### Goal of the exercise
Reproduce the rows below word for word, omitting the pictures from your answer.

### Listing
_ _ _

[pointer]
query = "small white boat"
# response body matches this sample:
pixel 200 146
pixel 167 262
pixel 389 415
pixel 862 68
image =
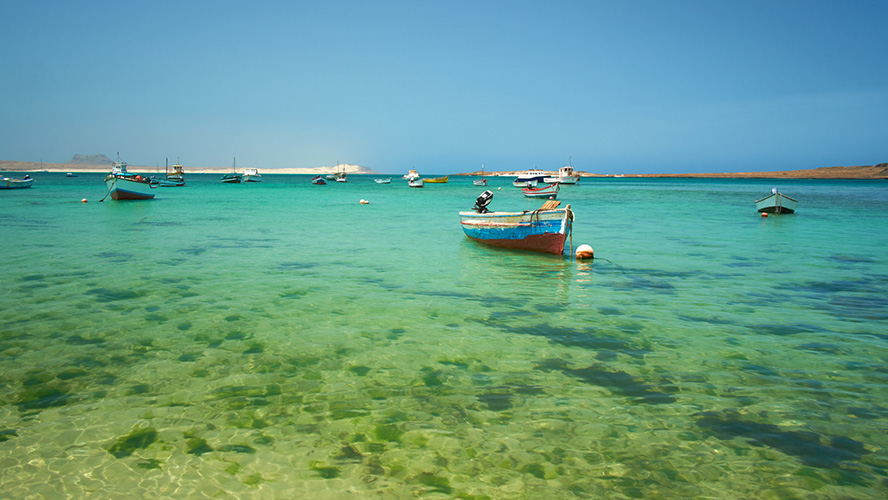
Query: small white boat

_ _ _

### Task solution
[pointer]
query = "small white boat"
# response body matches this sample:
pixel 200 146
pixel 167 262
pixel 389 415
pixel 862 68
image =
Query: small white boat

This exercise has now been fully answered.